→ **REQUIREMENTS**:
1) Decide whether each statement below agrees with the DeepEP issue that follows. Answer yes or no for each and quote the words of the issue that decide it.
(a) Readers are encouraged to post "+1" comments to show support.
(b) DeepEP could not previously be used on AWS infrastructure.
(c) The blocker came from NVSHMEM lacking EFA support.
2) List every action that the Community Note in the DeepEP issue below asks readers to take or to avoid.

[FEATURE] AWS EFA Support for DeepEP Expert Parallelism - Performance Optimization

### Community Note

* Please vote on this issue by adding a 👍 [reaction](https://blog.github.com/2016-03-10-add-reactions-to-pull-requests-issues-and-comments/) to the original issue to help the community and maintainers prioritize this request
* Please do not leave "+1" or other comments that do not add relevant new information or questions, they generate extra noise for issue followers and do not help prioritize the request
* If you are interested in working on this issue or have submitted a pull request, please leave a comment

### What is the outcome that you are trying to reach?

**Enable high-performance Expert Parallelism on AWS P5 instances** by optimizing the newly-developed AWS EFA support in DeepEP. Previously, DeepEP was completely incompatible with AWS infrastructure due to EFA's lack of NVSHMEM IBGDA support, creating a critical blocker for AI organizations deploying mixture-of-experts (MoE) models on AWS.

→ **ENTRIES SUPPLIED**:
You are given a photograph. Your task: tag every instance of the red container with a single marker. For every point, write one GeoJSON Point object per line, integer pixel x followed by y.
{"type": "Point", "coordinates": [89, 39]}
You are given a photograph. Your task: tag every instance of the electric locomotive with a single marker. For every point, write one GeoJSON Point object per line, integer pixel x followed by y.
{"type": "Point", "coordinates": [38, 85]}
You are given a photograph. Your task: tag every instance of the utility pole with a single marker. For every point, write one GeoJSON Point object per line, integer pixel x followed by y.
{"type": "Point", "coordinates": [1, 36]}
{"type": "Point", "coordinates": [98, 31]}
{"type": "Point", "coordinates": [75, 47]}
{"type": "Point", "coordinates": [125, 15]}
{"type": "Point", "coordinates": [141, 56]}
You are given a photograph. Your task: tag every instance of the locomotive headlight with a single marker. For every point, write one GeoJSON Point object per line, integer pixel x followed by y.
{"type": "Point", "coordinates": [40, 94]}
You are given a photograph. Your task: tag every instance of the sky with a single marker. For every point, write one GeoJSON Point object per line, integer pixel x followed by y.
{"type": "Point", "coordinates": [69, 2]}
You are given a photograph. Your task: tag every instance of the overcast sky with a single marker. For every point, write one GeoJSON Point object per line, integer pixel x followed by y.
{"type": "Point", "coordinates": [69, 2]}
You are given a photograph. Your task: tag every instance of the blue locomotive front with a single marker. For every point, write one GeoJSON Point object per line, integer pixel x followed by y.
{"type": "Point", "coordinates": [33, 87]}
* * *
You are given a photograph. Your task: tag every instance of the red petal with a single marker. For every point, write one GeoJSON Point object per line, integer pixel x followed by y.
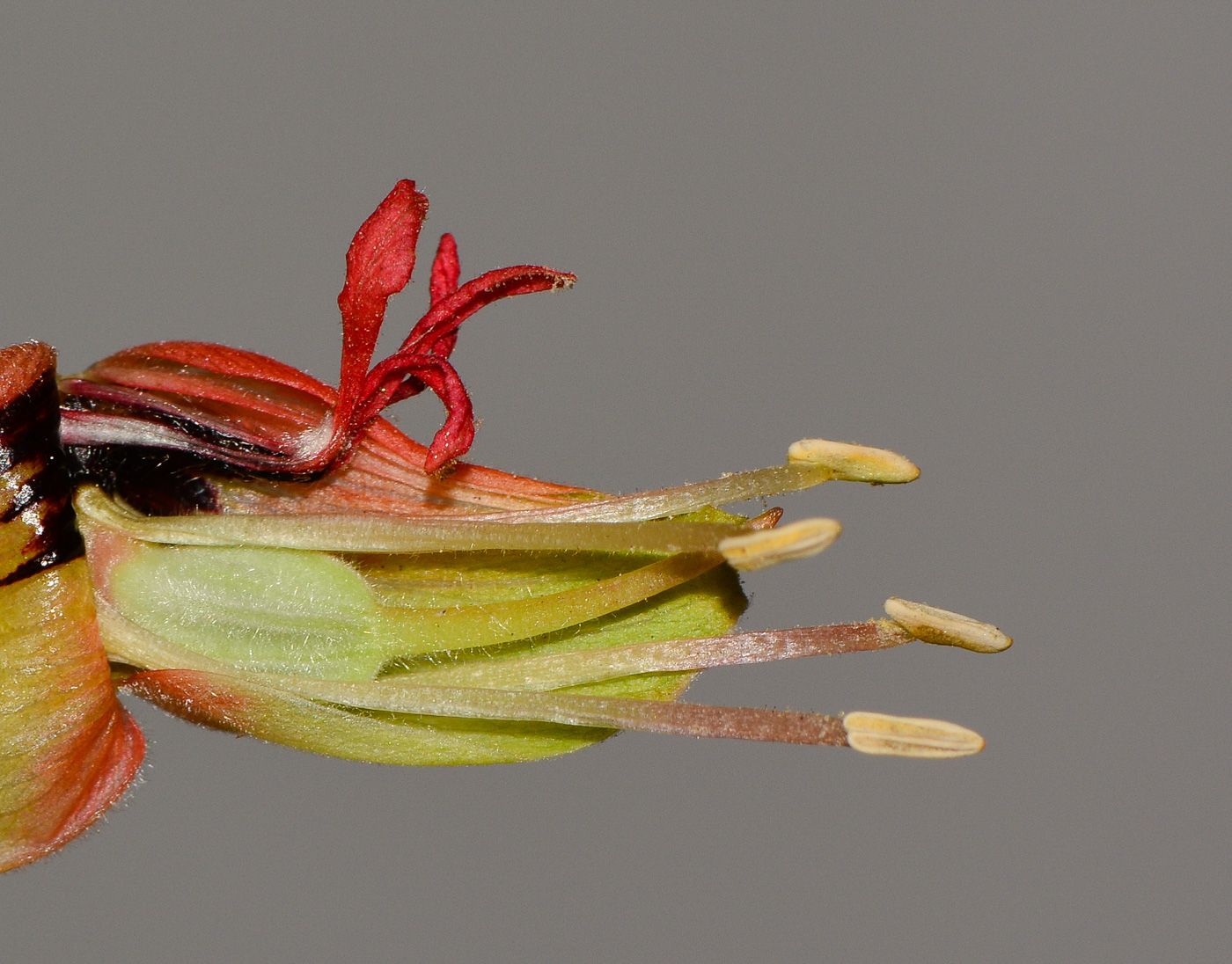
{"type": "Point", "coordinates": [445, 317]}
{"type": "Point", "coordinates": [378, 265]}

→ **ANSWERS IN ORDER**:
1)
(a) No: "Please do not leave "+1" or other comments that do not add relevant new information or questions"
(b) Yes: "Previously, DeepEP was completely incompatible with AWS infrastructure"
(c) No: "due to EFA's lack of NVSHMEM IBGDA support"

2)
- Vote on the issue by adding a 👍 reaction to the original issue.
- Do not leave "+1" or other comments that add no relevant new information or questions.
- Leave a comment if interested in working on the issue or if a pull request has been submitted.